Imagine que você está fazendo sua caminhada diária até a praia do Leme, no Rio de Janeiro, e dá de cara com The Beast — a famosa limusine presidencial dos Estados Unidos — estacionada numa ruazinha atrás do hotel Hilton, à espera de Joe Biden.
Na volta para casa, você vê chineses nas calçadas agitando bandeiras vermelhas, batedores dos Fuzileiros Navais em Harley-Davidson e lá vem, em marcha suave e silenciosa, a limusine HongQi do presidente Xi Jinping.
Uau… Em um simples passeio matinal, avistamos os supercarros dos dois governantes mais poderosos do planeta! Cenas assim aconteceram durante o G20 Brasil 2024, que reuniu os líderes dos 20 países com as maiores economias do mundo. Por dois dias, 18 e 19 de novembro, o Rio foi a capital do mundo.
Quem curte automóveis ficou ansioso para saber quais modelos seriam escolhidos para transportar presidentes e primeiros-ministros entre os hotéis (na Zona Sul e na Barra) e o Museu de Arte Moderna, no Parque do Flamengo, onde foram realizadas as principais reuniões do evento. Hora de dar um tempo numa avenida de Copacabana, caminho obrigatório dos estadistas, e assistir a passagem das delegações.
A imaginação já corria solta pensando em carros diferentes, fabricados nos países presentes no encontro. Aí, uma decepção inicial: a imensa maioria dos governantes simplesmente usou modelos comuns, made in Brazil, providenciados pelo Ministério das Relações Exteriores.

— EXERCÍCIO ESCRITO A —
Organize em uma lista JSON de strings, uma string por linha e sem as linhas em branco, os registros desde a linha que contém "Q: For every instance of the green" até o fim dos registros, incluindo ambas as extremidades.

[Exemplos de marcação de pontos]
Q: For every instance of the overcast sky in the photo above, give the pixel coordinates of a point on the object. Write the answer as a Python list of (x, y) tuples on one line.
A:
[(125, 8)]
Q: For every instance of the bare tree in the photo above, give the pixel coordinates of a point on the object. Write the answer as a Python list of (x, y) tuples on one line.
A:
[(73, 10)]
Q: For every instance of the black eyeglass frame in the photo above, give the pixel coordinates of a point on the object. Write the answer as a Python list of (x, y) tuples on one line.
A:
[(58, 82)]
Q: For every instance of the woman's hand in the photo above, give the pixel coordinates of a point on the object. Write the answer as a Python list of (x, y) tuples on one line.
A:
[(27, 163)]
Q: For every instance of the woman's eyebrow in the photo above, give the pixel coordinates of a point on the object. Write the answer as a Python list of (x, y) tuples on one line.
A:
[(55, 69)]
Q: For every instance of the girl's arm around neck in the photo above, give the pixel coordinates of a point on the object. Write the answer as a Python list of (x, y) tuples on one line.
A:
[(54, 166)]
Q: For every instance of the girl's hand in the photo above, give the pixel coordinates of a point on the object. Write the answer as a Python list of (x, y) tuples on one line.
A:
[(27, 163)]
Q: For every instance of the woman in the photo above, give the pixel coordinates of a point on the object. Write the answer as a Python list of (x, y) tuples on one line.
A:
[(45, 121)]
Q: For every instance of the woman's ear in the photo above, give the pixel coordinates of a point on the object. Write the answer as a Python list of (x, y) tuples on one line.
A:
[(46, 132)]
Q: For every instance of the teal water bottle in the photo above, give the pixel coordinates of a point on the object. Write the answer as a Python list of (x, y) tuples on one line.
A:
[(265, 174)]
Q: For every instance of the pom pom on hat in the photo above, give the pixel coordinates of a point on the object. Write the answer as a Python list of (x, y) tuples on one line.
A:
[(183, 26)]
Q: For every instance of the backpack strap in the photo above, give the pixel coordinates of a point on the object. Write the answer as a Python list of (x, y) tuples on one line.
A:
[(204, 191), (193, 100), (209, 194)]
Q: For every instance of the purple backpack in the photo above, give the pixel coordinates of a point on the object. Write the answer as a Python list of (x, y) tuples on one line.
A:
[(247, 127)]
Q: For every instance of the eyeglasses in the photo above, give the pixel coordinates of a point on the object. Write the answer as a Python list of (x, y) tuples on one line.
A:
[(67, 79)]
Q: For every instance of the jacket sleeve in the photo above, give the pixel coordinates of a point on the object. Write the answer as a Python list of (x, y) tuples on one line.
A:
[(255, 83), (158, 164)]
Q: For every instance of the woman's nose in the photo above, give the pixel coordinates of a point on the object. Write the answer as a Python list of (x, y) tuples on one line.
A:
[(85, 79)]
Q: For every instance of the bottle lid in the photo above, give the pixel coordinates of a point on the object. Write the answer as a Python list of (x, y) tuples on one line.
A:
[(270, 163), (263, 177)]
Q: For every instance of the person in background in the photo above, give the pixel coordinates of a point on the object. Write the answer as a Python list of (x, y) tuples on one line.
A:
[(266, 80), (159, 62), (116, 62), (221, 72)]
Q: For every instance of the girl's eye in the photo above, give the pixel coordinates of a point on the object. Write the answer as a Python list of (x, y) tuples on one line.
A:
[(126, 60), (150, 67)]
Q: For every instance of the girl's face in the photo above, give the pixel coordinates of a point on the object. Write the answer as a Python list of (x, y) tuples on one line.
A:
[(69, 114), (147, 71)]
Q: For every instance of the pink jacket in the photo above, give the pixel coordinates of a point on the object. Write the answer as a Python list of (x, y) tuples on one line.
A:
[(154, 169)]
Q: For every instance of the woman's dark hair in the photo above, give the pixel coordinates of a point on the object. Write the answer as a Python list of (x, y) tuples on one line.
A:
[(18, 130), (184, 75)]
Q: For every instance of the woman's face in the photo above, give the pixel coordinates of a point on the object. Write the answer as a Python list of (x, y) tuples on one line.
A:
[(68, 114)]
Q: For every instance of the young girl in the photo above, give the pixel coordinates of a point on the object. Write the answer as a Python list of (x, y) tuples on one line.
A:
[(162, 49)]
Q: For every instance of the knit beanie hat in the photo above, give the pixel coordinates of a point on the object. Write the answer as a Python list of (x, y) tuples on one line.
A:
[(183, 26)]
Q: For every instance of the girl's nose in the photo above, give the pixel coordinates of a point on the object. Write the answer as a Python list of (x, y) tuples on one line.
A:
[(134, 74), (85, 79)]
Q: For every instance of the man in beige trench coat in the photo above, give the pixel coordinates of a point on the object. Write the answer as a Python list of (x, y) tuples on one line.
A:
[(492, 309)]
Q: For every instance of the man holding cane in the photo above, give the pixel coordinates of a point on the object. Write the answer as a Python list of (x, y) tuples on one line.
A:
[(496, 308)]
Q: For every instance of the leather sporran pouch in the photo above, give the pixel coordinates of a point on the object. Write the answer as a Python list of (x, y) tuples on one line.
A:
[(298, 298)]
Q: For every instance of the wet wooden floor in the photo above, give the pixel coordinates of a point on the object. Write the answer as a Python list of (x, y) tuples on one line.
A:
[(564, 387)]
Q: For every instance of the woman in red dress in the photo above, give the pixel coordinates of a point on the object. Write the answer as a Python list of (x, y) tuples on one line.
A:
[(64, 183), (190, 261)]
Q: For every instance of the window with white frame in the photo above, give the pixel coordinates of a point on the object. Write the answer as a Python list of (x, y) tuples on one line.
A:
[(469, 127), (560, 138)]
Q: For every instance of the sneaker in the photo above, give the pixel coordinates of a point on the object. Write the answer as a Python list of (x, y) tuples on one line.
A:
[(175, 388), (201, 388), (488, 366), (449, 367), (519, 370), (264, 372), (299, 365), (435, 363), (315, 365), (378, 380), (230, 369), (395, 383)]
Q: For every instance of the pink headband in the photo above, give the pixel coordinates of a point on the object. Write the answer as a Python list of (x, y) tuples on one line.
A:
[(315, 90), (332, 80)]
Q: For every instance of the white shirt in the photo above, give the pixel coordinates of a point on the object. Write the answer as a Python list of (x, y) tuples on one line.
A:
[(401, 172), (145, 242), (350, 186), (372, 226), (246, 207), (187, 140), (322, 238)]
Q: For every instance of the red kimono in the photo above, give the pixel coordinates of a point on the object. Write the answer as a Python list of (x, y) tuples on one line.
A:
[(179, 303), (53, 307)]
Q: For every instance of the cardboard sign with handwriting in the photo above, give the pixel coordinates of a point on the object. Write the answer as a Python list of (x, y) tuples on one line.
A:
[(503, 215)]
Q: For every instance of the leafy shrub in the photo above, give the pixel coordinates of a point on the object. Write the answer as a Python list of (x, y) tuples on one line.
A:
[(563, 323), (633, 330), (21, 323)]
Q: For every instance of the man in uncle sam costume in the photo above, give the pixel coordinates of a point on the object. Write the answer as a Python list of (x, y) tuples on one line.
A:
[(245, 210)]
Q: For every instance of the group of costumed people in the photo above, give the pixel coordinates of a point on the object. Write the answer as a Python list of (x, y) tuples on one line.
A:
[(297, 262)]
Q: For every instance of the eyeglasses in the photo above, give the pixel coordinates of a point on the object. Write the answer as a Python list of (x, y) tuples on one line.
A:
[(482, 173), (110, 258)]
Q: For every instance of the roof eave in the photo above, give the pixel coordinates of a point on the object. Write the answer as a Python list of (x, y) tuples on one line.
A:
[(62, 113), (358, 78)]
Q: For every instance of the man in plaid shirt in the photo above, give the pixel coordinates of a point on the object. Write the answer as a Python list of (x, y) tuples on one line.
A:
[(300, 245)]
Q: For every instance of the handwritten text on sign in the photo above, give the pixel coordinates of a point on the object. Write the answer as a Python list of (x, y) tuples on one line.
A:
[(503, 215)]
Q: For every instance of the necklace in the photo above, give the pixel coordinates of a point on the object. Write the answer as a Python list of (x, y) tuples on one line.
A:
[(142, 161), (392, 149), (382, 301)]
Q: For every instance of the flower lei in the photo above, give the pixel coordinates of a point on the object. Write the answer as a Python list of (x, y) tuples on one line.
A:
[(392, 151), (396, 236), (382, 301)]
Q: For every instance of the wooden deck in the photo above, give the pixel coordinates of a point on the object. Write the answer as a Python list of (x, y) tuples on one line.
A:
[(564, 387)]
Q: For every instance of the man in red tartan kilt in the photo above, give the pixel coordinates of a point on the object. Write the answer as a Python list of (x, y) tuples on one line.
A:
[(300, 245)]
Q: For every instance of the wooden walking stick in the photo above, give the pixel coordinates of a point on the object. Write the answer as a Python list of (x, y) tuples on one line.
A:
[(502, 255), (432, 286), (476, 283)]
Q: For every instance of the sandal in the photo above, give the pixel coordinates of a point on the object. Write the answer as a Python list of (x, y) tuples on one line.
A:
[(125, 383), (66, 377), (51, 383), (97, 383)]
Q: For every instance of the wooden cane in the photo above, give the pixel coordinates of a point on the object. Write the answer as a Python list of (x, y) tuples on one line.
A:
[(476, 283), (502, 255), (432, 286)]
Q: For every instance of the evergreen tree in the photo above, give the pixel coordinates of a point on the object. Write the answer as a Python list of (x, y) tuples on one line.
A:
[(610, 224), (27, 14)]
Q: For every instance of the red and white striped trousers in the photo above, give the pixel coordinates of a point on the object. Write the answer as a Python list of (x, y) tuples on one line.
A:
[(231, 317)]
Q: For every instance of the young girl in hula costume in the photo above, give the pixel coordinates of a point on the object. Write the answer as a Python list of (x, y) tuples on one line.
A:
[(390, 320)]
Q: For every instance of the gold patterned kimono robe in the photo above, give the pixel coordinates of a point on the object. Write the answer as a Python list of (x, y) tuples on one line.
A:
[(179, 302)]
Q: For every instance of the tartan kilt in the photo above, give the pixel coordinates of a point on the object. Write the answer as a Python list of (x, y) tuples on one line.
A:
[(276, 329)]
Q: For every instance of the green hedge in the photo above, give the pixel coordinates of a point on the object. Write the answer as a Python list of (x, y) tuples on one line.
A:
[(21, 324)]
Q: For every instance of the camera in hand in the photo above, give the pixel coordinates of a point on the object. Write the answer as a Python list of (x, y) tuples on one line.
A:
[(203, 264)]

— EXERCÍCIO ESCRITO B —
Devolva, sem nenhuma alteração, o trecho do texto sobre o G20 no Rio que começa nas palavras "A imaginação já" e termina após "das Relações Exteriores.".

— RESPOSTA ESPERADA A —
[
  "Q: For every instance of the green hedge in the photo above, give the pixel coordinates of a point on the object. Write the answer as a Python list of (x, y) tuples on one line.",
  "A:",
  "[(21, 324)]",
  "Q: For every instance of the camera in hand in the photo above, give the pixel coordinates of a point on the object. Write the answer as a Python list of (x, y) tuples on one line.",
  "A:",
  "[(203, 264)]"
]

— RESPOSTA ESPERADA B —
A imaginação já corria solta pensando em carros diferentes, fabricados nos países presentes no encontro. Aí, uma decepção inicial: a imensa maioria dos governantes simplesmente usou modelos comuns, made in Brazil, providenciados pelo Ministério das Relações Exteriores.